━━━━━ Supplied passage

Clinical Immunology and Autoimmunity
The clinical practice of Immunology, as defined by the World Health Organisation (WHO) encompasses clinical and laboratory activity dealing with the study, diagnosis and management of patients with diseases resulting from disordered immunological mechanisms, and conditions in which immunological manipulations form an important part of therapy. The clinical work of Immunologists is largely out-patient based and involves primary immunodeficiency, allergy, autoimmune rheumatic disease and systemic vasculitis (jointly with Rheumatologists), joint paediatric clinics for children with immunodeficiency and allergy and immunoglobulin infusion clinics for patients with antibody deficiency. On the laboratory front, Consultant Immunologists are responsible for directing diagnostic immunology services and perform a wide range of duties including clinical liaison, interpretation and validation of results, quality assurance and assay development.
Clinical immunology is the branch of Immunology that deals with studies of diseases caused due to immune system disorders. Clinical Immunology falls into two categories Immunodeficiency and Autoimmunity. Immunodeficiency is a category in which adequate response is not provided by the immune system. Whereas in Autoimmunity the immune system attacks its own host body.
Autoimmunity occurs when an organism develops an immune response against itself, resulting in an inflammatory reaction which damages organs such as brain, joints or pancreas. This results in diseases such as Type 1 diabetes, vasculitis, or rheumatoid arthritis. A fine balance exists in order to accommodate the control of microbial pathogens and commensals, and immune self-tolerance.

━━━━━━━━━━
━━━━━ Data shown

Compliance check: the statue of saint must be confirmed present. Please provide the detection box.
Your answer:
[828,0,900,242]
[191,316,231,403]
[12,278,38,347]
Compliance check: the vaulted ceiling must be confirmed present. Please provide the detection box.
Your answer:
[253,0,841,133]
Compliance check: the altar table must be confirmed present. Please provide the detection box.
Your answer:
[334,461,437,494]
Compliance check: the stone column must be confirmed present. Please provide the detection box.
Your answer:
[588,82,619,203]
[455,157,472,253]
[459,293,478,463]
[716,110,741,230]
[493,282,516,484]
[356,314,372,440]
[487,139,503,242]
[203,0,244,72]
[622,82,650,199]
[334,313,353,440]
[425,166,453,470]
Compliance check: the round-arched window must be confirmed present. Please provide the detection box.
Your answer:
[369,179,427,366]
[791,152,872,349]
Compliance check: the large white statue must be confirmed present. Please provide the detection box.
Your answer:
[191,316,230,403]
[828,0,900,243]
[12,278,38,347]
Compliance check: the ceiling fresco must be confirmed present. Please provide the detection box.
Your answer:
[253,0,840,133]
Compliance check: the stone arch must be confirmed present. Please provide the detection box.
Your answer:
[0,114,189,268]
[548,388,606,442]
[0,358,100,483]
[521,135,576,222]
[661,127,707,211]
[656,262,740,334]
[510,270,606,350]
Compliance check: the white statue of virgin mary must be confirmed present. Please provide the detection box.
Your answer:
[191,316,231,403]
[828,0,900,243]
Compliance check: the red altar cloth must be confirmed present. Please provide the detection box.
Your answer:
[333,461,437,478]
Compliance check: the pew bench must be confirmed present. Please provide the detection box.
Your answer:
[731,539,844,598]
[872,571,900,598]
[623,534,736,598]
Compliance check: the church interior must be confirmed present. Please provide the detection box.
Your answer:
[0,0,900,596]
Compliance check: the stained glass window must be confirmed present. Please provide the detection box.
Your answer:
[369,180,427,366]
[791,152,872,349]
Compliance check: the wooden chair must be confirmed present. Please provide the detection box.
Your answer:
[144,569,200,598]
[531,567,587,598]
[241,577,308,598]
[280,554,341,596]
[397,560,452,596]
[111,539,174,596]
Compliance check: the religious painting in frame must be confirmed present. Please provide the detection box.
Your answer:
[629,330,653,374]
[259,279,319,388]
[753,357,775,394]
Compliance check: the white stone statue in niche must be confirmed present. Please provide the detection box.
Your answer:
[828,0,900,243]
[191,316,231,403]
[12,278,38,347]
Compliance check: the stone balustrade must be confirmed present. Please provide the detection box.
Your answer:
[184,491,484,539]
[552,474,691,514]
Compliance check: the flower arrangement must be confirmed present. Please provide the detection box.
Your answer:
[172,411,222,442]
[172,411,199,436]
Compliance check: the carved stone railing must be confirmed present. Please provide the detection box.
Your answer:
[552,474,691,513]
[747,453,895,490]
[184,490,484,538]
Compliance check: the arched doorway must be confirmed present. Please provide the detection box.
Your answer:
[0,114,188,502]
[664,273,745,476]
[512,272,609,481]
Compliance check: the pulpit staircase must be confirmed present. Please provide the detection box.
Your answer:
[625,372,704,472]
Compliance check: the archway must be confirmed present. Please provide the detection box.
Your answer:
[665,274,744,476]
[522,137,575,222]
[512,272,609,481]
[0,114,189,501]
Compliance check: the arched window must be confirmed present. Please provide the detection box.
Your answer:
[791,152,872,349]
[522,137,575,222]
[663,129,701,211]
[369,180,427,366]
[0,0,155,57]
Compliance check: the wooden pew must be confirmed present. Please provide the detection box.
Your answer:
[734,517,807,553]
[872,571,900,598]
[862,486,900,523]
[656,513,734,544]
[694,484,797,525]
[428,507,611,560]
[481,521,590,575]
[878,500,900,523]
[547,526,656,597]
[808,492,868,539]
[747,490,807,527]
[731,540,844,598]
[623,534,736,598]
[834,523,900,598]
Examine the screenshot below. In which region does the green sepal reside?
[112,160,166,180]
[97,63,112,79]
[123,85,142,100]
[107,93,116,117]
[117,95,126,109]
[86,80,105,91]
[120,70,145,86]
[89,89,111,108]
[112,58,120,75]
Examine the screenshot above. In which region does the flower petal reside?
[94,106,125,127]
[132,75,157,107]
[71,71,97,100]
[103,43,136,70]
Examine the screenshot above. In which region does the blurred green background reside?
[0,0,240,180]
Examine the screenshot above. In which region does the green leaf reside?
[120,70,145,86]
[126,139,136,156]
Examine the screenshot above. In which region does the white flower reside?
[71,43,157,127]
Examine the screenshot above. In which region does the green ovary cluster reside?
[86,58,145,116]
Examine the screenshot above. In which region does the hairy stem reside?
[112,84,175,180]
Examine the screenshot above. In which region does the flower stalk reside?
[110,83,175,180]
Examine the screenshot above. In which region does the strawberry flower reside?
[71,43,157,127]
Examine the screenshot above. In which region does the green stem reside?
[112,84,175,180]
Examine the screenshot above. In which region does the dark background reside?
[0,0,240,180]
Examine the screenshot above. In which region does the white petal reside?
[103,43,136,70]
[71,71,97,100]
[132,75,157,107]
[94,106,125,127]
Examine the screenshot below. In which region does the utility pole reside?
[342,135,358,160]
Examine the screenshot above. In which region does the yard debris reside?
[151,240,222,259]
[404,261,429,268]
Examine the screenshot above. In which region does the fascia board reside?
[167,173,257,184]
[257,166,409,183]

━━━━━━━━━━

Exercise objective
In the clinical immunology text:
(a) Which organization's definition of the clinical practice of Immunology is cited?
(b) What two categories does clinical immunology fall into?
(c) Which organs does the text name as damaged by the inflammatory reaction in autoimmunity?

Result
(a) The World Health Organisation (WHO)
(b) Immunodeficiency and Autoimmunity
(c) Brain, joints or pancreas